Task details: Return verbatim the lines of the material below, starting at the line that contains "Detect the wooden fence" and stopping after the line that contains "xmin=801 ymin=937 xmax=896 ymax=995". Include both of those lines and nothing else.

** Start Supplied records **

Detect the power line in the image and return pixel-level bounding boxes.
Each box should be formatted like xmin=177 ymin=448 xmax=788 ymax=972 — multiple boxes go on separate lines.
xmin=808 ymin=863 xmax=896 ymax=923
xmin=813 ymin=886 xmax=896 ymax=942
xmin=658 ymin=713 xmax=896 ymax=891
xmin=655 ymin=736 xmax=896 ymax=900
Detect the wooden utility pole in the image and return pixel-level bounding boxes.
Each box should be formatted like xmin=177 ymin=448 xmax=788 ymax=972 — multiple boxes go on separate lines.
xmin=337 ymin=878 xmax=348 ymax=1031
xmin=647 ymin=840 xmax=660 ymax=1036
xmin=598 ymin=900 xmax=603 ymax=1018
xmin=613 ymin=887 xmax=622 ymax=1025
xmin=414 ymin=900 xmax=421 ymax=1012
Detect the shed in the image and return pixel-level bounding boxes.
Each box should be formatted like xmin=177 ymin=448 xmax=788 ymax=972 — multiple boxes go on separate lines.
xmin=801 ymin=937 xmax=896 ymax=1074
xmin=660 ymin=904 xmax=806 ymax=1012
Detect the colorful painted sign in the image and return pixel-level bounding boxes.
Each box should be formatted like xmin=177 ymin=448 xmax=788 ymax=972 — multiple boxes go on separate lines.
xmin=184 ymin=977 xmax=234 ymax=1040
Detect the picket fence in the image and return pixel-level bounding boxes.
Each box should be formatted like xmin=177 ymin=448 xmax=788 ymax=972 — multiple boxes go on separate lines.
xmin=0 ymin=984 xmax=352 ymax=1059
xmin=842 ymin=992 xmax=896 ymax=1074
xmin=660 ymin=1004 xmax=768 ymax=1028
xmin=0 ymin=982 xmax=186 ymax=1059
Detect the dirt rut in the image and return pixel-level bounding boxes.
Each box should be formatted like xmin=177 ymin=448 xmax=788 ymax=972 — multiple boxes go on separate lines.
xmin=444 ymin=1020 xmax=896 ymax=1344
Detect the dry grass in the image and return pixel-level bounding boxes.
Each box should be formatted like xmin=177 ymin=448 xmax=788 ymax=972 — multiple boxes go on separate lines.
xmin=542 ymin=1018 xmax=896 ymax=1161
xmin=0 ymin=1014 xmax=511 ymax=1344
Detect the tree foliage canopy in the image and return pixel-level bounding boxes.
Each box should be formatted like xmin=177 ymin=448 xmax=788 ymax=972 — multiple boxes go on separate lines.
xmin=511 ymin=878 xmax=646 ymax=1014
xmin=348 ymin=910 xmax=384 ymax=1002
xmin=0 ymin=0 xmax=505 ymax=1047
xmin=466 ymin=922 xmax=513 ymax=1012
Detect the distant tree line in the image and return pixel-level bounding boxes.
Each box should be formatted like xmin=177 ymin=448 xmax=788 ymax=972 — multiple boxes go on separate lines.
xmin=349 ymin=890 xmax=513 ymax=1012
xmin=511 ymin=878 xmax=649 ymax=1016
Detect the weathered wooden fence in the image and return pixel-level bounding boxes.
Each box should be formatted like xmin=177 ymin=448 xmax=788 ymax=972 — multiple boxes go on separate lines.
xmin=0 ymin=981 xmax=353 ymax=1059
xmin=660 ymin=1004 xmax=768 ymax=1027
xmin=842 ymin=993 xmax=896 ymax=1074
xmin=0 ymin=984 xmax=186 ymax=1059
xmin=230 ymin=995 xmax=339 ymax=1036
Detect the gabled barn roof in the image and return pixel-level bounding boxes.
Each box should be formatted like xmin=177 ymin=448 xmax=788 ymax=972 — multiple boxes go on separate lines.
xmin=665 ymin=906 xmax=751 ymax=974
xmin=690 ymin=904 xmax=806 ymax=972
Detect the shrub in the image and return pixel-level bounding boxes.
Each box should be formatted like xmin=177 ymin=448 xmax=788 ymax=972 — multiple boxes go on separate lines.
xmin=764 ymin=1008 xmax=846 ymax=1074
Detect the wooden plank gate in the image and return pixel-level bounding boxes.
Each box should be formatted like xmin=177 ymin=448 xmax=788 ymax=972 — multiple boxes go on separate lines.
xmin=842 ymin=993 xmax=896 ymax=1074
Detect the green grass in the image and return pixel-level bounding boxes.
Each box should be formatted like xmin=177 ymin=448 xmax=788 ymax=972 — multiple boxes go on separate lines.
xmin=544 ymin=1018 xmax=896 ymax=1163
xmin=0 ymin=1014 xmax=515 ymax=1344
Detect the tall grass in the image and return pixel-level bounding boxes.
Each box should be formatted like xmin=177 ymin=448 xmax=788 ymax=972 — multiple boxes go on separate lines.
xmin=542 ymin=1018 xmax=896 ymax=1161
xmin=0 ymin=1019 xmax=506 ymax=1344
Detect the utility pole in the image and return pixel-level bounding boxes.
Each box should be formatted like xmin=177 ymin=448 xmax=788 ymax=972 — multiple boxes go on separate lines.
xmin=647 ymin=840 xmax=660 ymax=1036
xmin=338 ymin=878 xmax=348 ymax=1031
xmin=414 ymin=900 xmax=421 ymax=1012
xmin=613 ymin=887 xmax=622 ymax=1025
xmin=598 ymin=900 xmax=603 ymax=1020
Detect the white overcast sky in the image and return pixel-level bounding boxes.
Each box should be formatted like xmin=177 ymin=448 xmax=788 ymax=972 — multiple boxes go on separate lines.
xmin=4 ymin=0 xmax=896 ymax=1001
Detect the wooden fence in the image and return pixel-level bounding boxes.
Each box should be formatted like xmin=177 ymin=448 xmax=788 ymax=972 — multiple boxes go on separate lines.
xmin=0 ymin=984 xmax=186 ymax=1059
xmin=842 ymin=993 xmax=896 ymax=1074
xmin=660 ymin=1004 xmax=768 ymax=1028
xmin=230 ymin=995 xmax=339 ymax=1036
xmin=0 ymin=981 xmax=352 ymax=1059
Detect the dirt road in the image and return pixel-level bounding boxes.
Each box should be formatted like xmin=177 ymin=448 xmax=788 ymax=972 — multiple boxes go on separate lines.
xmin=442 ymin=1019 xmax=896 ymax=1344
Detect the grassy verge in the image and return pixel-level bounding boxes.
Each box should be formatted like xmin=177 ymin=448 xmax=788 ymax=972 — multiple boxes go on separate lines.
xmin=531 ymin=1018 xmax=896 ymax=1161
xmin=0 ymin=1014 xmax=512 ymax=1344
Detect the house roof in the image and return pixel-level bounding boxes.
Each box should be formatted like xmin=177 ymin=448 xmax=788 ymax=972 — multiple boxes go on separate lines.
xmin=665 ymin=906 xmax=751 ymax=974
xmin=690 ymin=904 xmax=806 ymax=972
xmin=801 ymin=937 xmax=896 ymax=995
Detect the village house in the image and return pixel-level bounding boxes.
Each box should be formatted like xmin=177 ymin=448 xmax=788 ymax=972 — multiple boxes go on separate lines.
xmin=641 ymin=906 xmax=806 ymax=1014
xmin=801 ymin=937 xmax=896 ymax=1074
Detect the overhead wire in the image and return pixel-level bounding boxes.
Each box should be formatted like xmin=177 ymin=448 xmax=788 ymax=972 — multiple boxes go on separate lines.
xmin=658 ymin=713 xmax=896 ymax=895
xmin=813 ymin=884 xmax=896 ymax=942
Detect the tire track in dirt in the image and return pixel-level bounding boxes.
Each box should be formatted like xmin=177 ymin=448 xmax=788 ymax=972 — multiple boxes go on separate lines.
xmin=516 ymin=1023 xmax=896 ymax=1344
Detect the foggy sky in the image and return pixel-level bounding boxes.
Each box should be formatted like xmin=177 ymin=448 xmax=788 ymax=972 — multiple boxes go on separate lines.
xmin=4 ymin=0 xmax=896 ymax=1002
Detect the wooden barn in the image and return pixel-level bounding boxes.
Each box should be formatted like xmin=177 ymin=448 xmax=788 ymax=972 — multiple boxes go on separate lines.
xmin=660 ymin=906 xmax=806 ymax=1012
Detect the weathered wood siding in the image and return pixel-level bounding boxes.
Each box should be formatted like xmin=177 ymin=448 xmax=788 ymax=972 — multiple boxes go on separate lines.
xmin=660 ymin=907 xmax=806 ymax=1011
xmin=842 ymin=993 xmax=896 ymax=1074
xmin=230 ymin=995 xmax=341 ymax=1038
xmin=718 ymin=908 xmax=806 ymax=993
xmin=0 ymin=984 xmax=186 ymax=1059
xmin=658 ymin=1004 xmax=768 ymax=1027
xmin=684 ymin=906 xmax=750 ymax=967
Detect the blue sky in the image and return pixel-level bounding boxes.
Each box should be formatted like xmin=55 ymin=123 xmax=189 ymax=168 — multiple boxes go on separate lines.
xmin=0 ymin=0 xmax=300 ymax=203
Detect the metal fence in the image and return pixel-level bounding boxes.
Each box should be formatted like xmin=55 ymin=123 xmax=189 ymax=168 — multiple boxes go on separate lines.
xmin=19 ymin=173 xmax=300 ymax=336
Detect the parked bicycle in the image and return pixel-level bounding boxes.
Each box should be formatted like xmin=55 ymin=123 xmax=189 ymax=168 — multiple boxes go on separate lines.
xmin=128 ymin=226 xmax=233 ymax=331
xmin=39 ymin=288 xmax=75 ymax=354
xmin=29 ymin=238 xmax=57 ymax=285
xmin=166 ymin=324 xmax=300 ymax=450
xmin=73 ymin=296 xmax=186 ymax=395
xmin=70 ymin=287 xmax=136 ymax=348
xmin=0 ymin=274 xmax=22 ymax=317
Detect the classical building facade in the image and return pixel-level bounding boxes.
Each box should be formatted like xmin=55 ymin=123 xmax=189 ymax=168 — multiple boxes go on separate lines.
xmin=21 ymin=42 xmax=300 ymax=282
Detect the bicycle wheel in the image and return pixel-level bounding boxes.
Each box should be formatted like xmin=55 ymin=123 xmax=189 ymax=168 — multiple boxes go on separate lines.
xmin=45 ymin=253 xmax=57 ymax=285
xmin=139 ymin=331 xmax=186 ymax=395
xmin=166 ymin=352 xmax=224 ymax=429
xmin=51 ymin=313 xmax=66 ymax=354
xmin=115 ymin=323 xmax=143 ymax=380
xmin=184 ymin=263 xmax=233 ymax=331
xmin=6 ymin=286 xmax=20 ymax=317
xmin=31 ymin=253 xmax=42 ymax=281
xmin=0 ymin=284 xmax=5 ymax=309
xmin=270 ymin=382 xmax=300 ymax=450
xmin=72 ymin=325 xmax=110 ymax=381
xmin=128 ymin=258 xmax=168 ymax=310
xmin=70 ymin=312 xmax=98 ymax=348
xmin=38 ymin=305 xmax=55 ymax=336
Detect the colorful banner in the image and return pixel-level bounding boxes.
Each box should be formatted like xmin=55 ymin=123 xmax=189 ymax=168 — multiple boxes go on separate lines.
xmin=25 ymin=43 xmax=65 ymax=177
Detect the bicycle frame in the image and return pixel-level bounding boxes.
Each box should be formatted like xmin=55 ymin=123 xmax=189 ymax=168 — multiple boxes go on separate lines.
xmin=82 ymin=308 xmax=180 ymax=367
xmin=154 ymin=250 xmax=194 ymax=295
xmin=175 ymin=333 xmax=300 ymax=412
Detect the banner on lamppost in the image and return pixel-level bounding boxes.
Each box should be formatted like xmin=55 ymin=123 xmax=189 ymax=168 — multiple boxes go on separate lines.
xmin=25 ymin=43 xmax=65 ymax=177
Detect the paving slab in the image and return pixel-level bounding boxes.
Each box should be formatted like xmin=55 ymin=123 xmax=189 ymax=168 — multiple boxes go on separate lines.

** End Supplied records **

Exercise response:
Detect the wooden fence in the image and return pixel-level bounding boxes.
Each box should be formatted like xmin=177 ymin=448 xmax=788 ymax=972 — multiple boxes go on separate lines.
xmin=0 ymin=984 xmax=186 ymax=1059
xmin=842 ymin=993 xmax=896 ymax=1074
xmin=660 ymin=1004 xmax=768 ymax=1028
xmin=230 ymin=995 xmax=339 ymax=1036
xmin=0 ymin=981 xmax=352 ymax=1059
Detect the dirt road in the image and return pixel-level bounding boxes.
Each box should be formatted like xmin=177 ymin=448 xmax=788 ymax=972 — multiple boxes go on separate lines.
xmin=442 ymin=1019 xmax=896 ymax=1344
Detect the grassy verge in the image and return pixel-level bounding boxes.
Each box should be formatted like xmin=177 ymin=448 xmax=788 ymax=972 — multiple boxes go on separate lines.
xmin=531 ymin=1018 xmax=896 ymax=1161
xmin=0 ymin=1014 xmax=512 ymax=1344
Detect the house roof in the image and return pixel-level bounding boxes.
Each box should be formatted like xmin=177 ymin=448 xmax=788 ymax=972 — multiple boxes go on separate lines.
xmin=665 ymin=906 xmax=751 ymax=974
xmin=690 ymin=904 xmax=806 ymax=972
xmin=801 ymin=937 xmax=896 ymax=995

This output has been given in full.